EXERCISE PROMPT: Each record is to be printed again exactly, though not its pictures.

LISTED RECORDS:
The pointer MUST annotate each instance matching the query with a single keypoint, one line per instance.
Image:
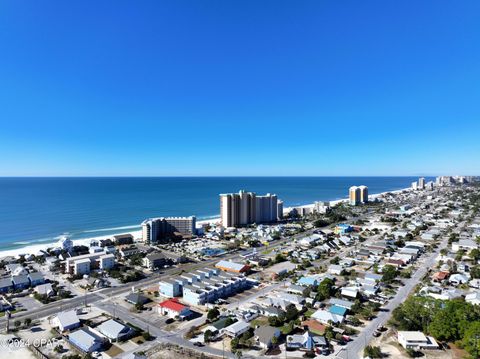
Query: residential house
(300, 341)
(36, 278)
(236, 329)
(326, 317)
(173, 308)
(350, 292)
(45, 289)
(86, 340)
(5, 285)
(66, 321)
(21, 281)
(136, 298)
(457, 279)
(264, 335)
(232, 267)
(115, 331)
(314, 326)
(473, 298)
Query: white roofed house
(457, 279)
(350, 292)
(335, 269)
(464, 244)
(326, 317)
(115, 331)
(45, 289)
(86, 340)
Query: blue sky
(239, 87)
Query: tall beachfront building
(358, 195)
(354, 195)
(156, 229)
(421, 183)
(363, 194)
(243, 208)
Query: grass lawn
(114, 351)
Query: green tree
(325, 289)
(372, 352)
(471, 339)
(475, 272)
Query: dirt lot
(389, 345)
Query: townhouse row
(203, 286)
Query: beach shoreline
(36, 248)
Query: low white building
(236, 329)
(416, 340)
(464, 244)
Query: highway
(354, 349)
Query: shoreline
(36, 248)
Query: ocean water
(38, 210)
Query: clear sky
(239, 87)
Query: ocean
(38, 210)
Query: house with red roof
(173, 308)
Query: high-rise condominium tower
(243, 208)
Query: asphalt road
(354, 349)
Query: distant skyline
(239, 88)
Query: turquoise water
(38, 210)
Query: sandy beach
(34, 249)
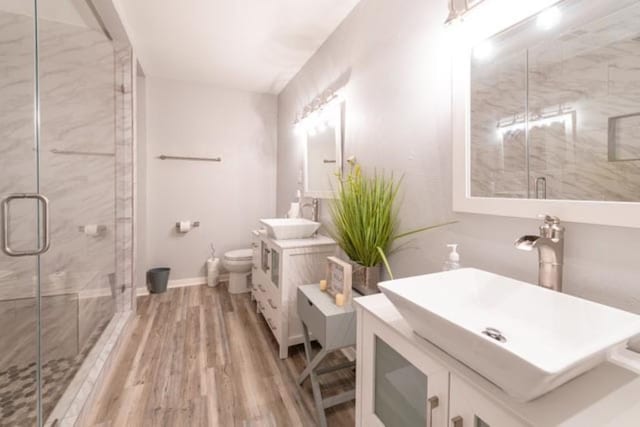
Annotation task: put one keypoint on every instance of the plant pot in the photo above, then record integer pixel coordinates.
(365, 279)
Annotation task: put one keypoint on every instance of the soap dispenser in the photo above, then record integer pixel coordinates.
(453, 260)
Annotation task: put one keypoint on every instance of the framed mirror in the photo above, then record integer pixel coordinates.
(547, 115)
(323, 152)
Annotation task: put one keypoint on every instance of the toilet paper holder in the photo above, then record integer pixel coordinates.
(194, 224)
(101, 229)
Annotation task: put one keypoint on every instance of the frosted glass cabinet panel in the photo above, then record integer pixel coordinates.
(275, 267)
(400, 388)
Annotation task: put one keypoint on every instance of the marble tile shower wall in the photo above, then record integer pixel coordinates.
(124, 177)
(79, 275)
(592, 73)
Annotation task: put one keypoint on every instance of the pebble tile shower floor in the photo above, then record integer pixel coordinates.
(18, 385)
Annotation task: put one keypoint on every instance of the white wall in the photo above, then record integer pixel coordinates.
(228, 198)
(398, 118)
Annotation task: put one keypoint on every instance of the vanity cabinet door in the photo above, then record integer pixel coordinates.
(400, 385)
(470, 408)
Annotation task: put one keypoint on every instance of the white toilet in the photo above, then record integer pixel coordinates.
(238, 264)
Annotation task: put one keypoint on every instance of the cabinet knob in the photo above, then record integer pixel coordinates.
(432, 403)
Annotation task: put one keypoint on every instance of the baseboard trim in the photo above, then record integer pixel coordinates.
(183, 283)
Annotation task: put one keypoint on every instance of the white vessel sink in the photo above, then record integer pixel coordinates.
(290, 228)
(549, 337)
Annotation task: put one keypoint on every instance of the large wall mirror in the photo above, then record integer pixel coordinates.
(323, 152)
(552, 113)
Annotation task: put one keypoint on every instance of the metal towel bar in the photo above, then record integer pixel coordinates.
(203, 159)
(81, 153)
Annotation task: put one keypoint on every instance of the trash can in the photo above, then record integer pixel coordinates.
(157, 279)
(213, 271)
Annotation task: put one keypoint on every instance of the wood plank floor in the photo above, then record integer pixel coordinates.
(199, 356)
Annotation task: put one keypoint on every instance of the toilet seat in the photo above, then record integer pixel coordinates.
(239, 255)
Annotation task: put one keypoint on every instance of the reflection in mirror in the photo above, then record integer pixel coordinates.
(323, 156)
(555, 106)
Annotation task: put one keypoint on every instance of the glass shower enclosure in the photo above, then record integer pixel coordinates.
(66, 205)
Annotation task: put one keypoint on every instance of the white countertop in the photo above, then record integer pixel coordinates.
(608, 395)
(318, 240)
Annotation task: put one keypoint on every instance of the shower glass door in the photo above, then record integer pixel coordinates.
(65, 128)
(21, 216)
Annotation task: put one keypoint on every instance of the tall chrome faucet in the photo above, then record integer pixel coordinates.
(550, 245)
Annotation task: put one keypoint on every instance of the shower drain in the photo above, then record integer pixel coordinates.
(494, 334)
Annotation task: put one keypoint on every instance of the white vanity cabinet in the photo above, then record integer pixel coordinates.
(400, 387)
(470, 408)
(404, 380)
(280, 266)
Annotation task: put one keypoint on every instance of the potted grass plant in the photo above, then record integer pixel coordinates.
(365, 223)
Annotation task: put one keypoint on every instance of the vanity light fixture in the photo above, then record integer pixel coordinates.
(562, 115)
(457, 9)
(313, 119)
(548, 18)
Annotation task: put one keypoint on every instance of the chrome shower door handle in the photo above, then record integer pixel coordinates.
(45, 243)
(432, 403)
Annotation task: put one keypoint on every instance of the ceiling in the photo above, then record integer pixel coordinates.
(254, 45)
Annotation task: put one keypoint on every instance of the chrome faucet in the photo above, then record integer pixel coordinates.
(315, 209)
(550, 245)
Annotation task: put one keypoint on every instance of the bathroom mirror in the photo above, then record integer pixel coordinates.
(552, 115)
(323, 152)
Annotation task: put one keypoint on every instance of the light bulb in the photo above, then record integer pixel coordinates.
(548, 18)
(483, 50)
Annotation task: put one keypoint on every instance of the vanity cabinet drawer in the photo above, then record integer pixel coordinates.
(311, 315)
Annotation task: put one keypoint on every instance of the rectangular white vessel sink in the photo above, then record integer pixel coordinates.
(525, 339)
(290, 228)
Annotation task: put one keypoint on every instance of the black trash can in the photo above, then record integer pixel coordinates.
(157, 279)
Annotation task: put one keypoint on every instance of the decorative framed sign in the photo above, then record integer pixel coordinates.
(339, 274)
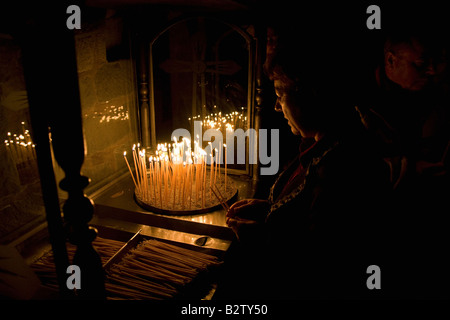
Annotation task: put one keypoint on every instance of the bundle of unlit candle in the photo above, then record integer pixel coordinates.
(155, 270)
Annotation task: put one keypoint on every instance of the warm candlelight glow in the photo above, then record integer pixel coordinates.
(176, 177)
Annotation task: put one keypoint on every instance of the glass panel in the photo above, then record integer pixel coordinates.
(200, 71)
(108, 99)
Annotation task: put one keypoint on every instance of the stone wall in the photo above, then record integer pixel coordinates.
(108, 101)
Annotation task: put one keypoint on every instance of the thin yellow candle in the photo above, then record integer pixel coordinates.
(129, 168)
(215, 166)
(225, 151)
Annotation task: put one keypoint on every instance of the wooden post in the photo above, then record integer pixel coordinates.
(51, 76)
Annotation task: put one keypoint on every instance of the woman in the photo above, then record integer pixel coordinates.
(319, 230)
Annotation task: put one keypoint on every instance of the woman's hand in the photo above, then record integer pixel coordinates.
(245, 218)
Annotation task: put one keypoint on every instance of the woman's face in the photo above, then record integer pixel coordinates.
(292, 109)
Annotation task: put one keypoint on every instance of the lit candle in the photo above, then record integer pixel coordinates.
(225, 151)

RESPONSE AREA:
The pointer MUST annotate each instance matching the query with a single keypoint, one line per instance.
Image:
Query: residential house
(300, 341)
(36, 278)
(236, 329)
(326, 317)
(173, 308)
(350, 292)
(45, 289)
(86, 340)
(5, 285)
(66, 321)
(21, 281)
(136, 298)
(457, 279)
(264, 335)
(232, 267)
(115, 331)
(314, 326)
(473, 298)
Query: white roofed house
(457, 279)
(350, 292)
(335, 269)
(464, 244)
(326, 317)
(115, 331)
(45, 289)
(86, 340)
Query: blue sky
(239, 87)
Query: tall beachfront building
(358, 195)
(354, 195)
(156, 229)
(421, 183)
(363, 194)
(243, 208)
Query: grass lawn
(114, 351)
Query: green tree
(325, 289)
(372, 352)
(471, 339)
(475, 272)
Query: dirt lot
(389, 345)
Query: townhouse row
(203, 286)
Query: beach shoreline
(36, 248)
Query: low white building
(236, 329)
(416, 340)
(464, 244)
Query: highway
(354, 349)
Query: shoreline
(36, 248)
Query: ocean water
(38, 210)
Query: clear sky
(239, 87)
Query: ocean
(38, 210)
Query: house with red roof
(173, 308)
Query: high-rise condominium tower
(243, 208)
Query: asphalt road
(354, 349)
Query: distant skyline
(239, 88)
Query: turquoise water
(38, 210)
Query: sandy beach
(34, 249)
Annotation task: put one keypoint on every instance of the plant pot in the photo above, then record integer pixel coordinates.
(365, 279)
Annotation task: put one keypoint on every instance of the soap dispenser in the photo above, then record integer pixel coordinates.
(453, 260)
Annotation task: put one keypoint on every instance of the framed mirror in the photo above, then record integer pixel coordinates.
(547, 115)
(323, 152)
Annotation task: put one keypoint on every instance of the toilet paper holder in the photo above, then record integer pixel coordinates.
(194, 224)
(101, 229)
Annotation task: put one keypoint on every instance of the frosted glass cabinet panel in the photo above, then record integer pixel coordinates.
(275, 267)
(400, 388)
Annotation task: put one keypoint on every instance of the marble tile shower wall in the photo above, then record integer pixel coordinates.
(124, 177)
(79, 275)
(592, 73)
Annotation task: put one keypoint on every instance of the pebble tile shower floor in the photo above, then record integer pixel coordinates.
(18, 385)
Annotation task: put one keypoint on every instance of the white wall in the photo above, then record integer pixel coordinates.
(228, 198)
(398, 118)
Annotation task: put one keypoint on every instance of the vanity cabinet door in the photo above, then record integer pixel coordinates.
(400, 385)
(470, 408)
Annotation task: put one keypoint on every instance of the white toilet in the photo above, then record integer pixel coordinates.
(238, 264)
Annotation task: put one keypoint on every instance of the cabinet knob in the photo above, then record integer pixel coordinates.
(432, 403)
Annotation task: put one keypoint on every instance of the baseboard trim in the photo above, then record integer pixel coordinates.
(183, 283)
Annotation task: put one keypoint on every instance of the white vessel sink in the photo above, then record integer pixel coordinates.
(290, 228)
(549, 337)
Annotation task: put one keypoint on every instance of the large wall mirror in the photo above, then record integer pixel coordinates.
(323, 152)
(552, 113)
Annotation task: put one keypoint on every instance of the metal towel bar in the photo above, then record integer pixel coordinates.
(203, 159)
(81, 153)
Annotation task: put one keypoint on every instance of the trash can in the photo above, then record integer pixel coordinates.
(157, 279)
(213, 271)
Annotation task: put one keypoint on every instance of the wood plank floor in the photo above, then record integer pixel coordinates.
(199, 356)
Annotation task: put one keypoint on every instance of the toilet seat in the photo above, then record integer pixel coordinates.
(239, 255)
Annotation task: put one keypoint on every instance of the reflection in mirror in the photo above, then record integer pixel coordinates.
(323, 156)
(555, 106)
Annotation task: put one keypoint on every instance of the glass shower enclosure in the photo above, then record integer pixel coordinates.
(66, 205)
Annotation task: put one keypoint on every instance of the white countertop in the photo above, then record integer pixel coordinates.
(608, 395)
(318, 240)
Annotation task: put one keypoint on every instance of the shower glass door in the photo above, then record integer pixel coordinates.
(65, 128)
(21, 216)
Annotation task: put one keypoint on every instance of the tall chrome faucet in the photo above, then record integer pixel coordinates.
(550, 245)
Annotation task: put one keypoint on every instance of the shower drain in the photo above, then record integer pixel coordinates.
(494, 334)
Annotation task: put one keypoint on every instance of the white vanity cabinet in the photo above, then record integer pixel coordinates.
(400, 387)
(470, 408)
(404, 380)
(280, 266)
Annotation task: put one keypoint on every instance of the potted grass plant in the photo above, then record integer pixel coordinates.
(365, 223)
Annotation task: put one keypoint on every instance of the vanity light fixture in the photo above, then record integer pixel coordinates.
(562, 115)
(457, 9)
(313, 119)
(548, 18)
Annotation task: put one keypoint on every instance of the chrome shower door handle in the photo above, then record integer pixel coordinates.
(45, 243)
(432, 403)
Annotation task: put one keypoint on every instance of the ceiling in the photo above, then record integer pixel coordinates.
(254, 45)
Annotation task: put one keypoint on every instance of the chrome faucet in the photo above, then record integer pixel coordinates.
(315, 209)
(550, 245)
Annotation task: put one keypoint on every instance of the bathroom mirror in the photo above, then record integer pixel coordinates.
(552, 115)
(323, 152)
Annotation task: put one keypoint on every instance of the light bulb in the photo above, then record integer pixel coordinates.
(548, 18)
(483, 50)
Annotation task: put one keypoint on every instance of the vanity cabinet drawer in the photo above, then record integer pixel coordinates.
(311, 315)
Annotation task: put one keypoint on every instance of the rectangular white vessel sink in the photo above, then record integer pixel coordinates.
(525, 339)
(290, 228)
Annotation task: put one keypoint on every instance of the black trash can in the photo above, then record integer pixel coordinates.
(157, 279)
Annotation task: put one keypoint on every instance of the decorative framed sign in the photo above, then record integer pixel coordinates.
(339, 274)
Annotation task: put one keypoint on every instance of the bundle of unlit candle in the photo above, then record integer pixel coordinates.
(155, 270)
Annotation task: put one keypoint on every instance of the warm candlelight glow in the photo above, then record integer pixel coordinates.
(176, 177)
Annotation task: put one keypoint on every instance of the glass panel in the photo above, then record integer pixel coordinates.
(200, 71)
(108, 99)
Annotation task: put one keypoint on every instance of the stone wall in the photo above, then record integer pixel coordinates.
(108, 101)
Annotation task: put one keypoint on every instance of the thin yellow candle in the photo above, then record integer pixel coordinates.
(129, 168)
(215, 166)
(225, 151)
Annotation task: put one keypoint on every instance of the wooden post in the photo above, then record integer pixel coordinates.
(51, 76)
Annotation task: put one keypoint on every instance of the woman in the photo above, then record integer pixel coordinates.
(319, 230)
Annotation task: put one keypoint on every instance of the woman's hand in the photo above, then record integer pixel coordinates.
(245, 218)
Annotation task: put one keypoint on every instance of the woman's face in the photo above, then record integer pixel coordinates.
(292, 109)
Annotation task: put one keypoint on every instance of the lit candle in the photo above, then record integer pixel coordinates.
(225, 151)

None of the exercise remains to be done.